» **SELECTED EXCERPT**
***
So, who at Tacoma can help the Mariners? There are several names that continue to get bandied about by the media and fans alike. It’s important to note that minor-league replacements share a unique status with back-up quarterbacks; they’re trendy during bad times and generally not as good as the incumbent. Otherwise, they’d be starting. Despite the usually overinflated status that replacements generally hold with a team’s fan base, it’s appropriate to at least discuss the Mariners’ replacement options in Tacoma.
Jesús Montero (.336/.356/.500)
The mercurial former catcher and current Rainiers’ first baseman/designated hitter lost a significant amount of weight during the offseason and appears to taken a more serious approach to being a professional baseball player. The result of his transformation has been impressive numbers against both left and right-handed minor league pitching, although the right-handed hitter is striking out nearly twice as often against righties. It’s a small sample size, but Montero has demonstrated glimpses of the offensive potential that motivated Seattle to trade Michael Pineda to get the 25-year-old. If he were to be called up, he could fill roles as either a designated hitter or first baseman against tough left-handers.
Franklin Gutiérrez (.324/.457/.554)
The 32-year-old former Mariner has been performing superbly with Tacoma in 2015. As always with Gutiérrez, his ability to stay on the field has been the primary issue. So far, the right-handed hitter has demonstrated the ability to play multiple consecutive days, which has been the main concern of the Mariners in recent years. “Guti” is no longer the center fielder who was once described by the late Dave Niehaus as “Death to Flying Things.” Now, he’s primarily a left fielder and an occasional designated hitter. Gutiérrez would likely be a good fit in Seattle if they need to make a change at designated hitter and or need help in left field. Playing the latter would be predicated on his much-maligned durability.
***
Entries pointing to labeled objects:
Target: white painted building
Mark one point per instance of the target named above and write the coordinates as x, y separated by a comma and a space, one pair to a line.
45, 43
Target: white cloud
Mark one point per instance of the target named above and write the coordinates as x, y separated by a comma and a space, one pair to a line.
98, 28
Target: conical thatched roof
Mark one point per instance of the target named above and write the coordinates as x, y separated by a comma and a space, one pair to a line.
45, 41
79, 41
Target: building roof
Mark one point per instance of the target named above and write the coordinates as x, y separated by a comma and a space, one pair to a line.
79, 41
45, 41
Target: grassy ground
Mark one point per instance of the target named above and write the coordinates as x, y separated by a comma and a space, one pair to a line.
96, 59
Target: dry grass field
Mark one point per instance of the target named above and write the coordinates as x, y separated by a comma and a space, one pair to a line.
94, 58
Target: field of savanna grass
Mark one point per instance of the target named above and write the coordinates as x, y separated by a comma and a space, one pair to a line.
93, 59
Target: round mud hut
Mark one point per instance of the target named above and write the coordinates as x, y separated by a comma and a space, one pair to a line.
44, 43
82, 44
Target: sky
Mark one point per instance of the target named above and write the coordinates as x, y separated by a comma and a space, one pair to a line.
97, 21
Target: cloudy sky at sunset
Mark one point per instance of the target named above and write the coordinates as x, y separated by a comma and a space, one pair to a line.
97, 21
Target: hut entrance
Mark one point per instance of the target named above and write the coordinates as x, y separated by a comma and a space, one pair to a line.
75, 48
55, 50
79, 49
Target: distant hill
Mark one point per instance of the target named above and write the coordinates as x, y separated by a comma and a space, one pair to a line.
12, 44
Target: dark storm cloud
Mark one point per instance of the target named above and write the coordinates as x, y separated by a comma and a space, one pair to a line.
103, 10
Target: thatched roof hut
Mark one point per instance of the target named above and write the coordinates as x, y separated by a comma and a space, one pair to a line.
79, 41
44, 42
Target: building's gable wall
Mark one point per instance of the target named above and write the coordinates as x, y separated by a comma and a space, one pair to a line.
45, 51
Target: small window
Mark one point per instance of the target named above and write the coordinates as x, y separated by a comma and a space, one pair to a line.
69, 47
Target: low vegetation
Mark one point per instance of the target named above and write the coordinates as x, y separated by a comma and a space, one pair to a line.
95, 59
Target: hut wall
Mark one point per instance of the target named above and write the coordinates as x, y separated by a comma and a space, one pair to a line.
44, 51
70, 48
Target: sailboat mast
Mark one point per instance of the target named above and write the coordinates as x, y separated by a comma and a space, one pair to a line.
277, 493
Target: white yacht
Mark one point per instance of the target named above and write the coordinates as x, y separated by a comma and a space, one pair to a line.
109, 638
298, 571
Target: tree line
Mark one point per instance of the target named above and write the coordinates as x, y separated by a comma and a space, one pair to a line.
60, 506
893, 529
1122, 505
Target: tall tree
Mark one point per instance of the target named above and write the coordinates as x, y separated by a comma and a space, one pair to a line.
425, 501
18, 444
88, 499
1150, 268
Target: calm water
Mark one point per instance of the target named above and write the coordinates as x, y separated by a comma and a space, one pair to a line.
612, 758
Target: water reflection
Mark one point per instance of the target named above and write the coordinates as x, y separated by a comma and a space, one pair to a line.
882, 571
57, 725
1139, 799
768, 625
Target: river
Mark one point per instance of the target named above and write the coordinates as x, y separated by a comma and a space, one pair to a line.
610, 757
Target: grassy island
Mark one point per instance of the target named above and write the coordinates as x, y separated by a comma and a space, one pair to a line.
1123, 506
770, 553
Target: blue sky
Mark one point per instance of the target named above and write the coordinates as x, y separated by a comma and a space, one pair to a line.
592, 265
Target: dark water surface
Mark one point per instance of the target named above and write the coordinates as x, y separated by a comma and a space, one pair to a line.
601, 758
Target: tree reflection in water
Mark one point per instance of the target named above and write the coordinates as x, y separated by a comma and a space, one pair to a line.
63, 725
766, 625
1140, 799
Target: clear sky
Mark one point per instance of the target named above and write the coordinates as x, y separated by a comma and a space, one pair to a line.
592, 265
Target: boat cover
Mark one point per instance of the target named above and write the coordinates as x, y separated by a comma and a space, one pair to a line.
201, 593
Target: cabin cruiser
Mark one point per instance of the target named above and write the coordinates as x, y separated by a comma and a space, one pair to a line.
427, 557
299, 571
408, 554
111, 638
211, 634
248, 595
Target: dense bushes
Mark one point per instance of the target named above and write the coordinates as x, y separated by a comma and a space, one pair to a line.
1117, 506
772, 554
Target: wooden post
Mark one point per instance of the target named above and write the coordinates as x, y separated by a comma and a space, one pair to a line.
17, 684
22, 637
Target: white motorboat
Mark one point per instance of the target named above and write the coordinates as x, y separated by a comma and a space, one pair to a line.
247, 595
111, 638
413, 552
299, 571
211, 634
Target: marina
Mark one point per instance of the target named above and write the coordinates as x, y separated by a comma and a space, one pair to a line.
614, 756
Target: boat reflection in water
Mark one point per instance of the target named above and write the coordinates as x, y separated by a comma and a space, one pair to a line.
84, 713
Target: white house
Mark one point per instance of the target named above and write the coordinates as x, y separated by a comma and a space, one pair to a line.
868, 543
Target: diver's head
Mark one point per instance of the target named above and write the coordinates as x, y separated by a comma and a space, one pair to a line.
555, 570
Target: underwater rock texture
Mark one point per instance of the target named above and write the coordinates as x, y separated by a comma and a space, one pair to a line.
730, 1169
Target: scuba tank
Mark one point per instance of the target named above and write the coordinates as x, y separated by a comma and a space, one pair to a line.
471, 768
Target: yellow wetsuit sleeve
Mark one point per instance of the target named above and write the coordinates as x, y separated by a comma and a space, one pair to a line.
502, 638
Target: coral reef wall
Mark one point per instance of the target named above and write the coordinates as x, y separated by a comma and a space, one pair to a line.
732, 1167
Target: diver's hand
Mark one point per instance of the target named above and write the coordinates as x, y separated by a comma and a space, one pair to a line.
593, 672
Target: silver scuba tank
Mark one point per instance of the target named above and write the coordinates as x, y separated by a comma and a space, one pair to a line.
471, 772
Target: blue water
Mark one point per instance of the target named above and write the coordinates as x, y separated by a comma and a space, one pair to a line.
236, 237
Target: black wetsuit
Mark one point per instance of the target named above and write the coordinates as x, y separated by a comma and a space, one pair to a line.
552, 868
***
» **THE TASKS**
1. In the passage on the Mariners' options at Tacoma, which pitcher did Seattle trade to acquire Jesús Montero?
2. Continue the passage on the Mariners' options at Tacoma, starting after its last sentence.
The records were taken from a separate source.

» **EXPECTED RESULTS**
1. Michael Pineda.

2.
James Jones (.271/.316/.343)
The 26-year-old was slowed by a concussion early in the season and has only appeared in 19 of the team’s 33 games. Jones spent over half of 2014 with the Mariners before the team’s acquisition of Jackson. During his time with the big-league club, the left-handed hitting center fielder struggled equally against both righties and lefties. Despite his difficulties with getting on base, he led the team with 27 stolen bases during just 108 games and he already has stolen eight bases this year. If Jones were to demonstrate that he could consistently hit right-handed pitching, he could provide the Mariners with several intriguing options, such as being part of a platoon in left or center field.
Ketel Marte (.346/.384/.419)
Just over a year ago, Prospect Insider founder and co-host of the Steve Sandmeyer Show on 1090 The Fan, Jason A. Churchill, discussed the ascension of the 21-year-old switch-hitting infielder in great detail. Since then, Marte has continued to establish himself as an offensive table-setter – he’s played in all 33 games, stolen 12 bases, and leads the Pacific Coast League with 44 hits. The issue with Marte continues to be his defense. Until the call-up of Taylor, he was splitting his time between second base and shortstop and has already registered four errors at shortstop in 24 games and one at second base in 12 games. That follows 31 errors in 2014 and five errors during 58.2 Spring Training innings. Since Taylor has been in place for just over a week, I’d expect Marte to remain a Rainier and work on improving his glove work.
It’s important to note that all of the potential replacement players – with the exception of Taylor who was injured during Spring Training – weren’t ready or able to beat out the incumbents with the big-league club just six weeks ago. So, it’s tough to accept that 33 games of minor-league play suddenly makes these players better options than the players with the Mariners.
Adding a player from Tacoma sounds easy until it’s time to choose the player to remove from the 25-man roster. The first hard choice comes next week, assuming Jackson stays on track to return on time. The most likely candidates would be Miller, Bloomquist, and Ackley for varying reasons.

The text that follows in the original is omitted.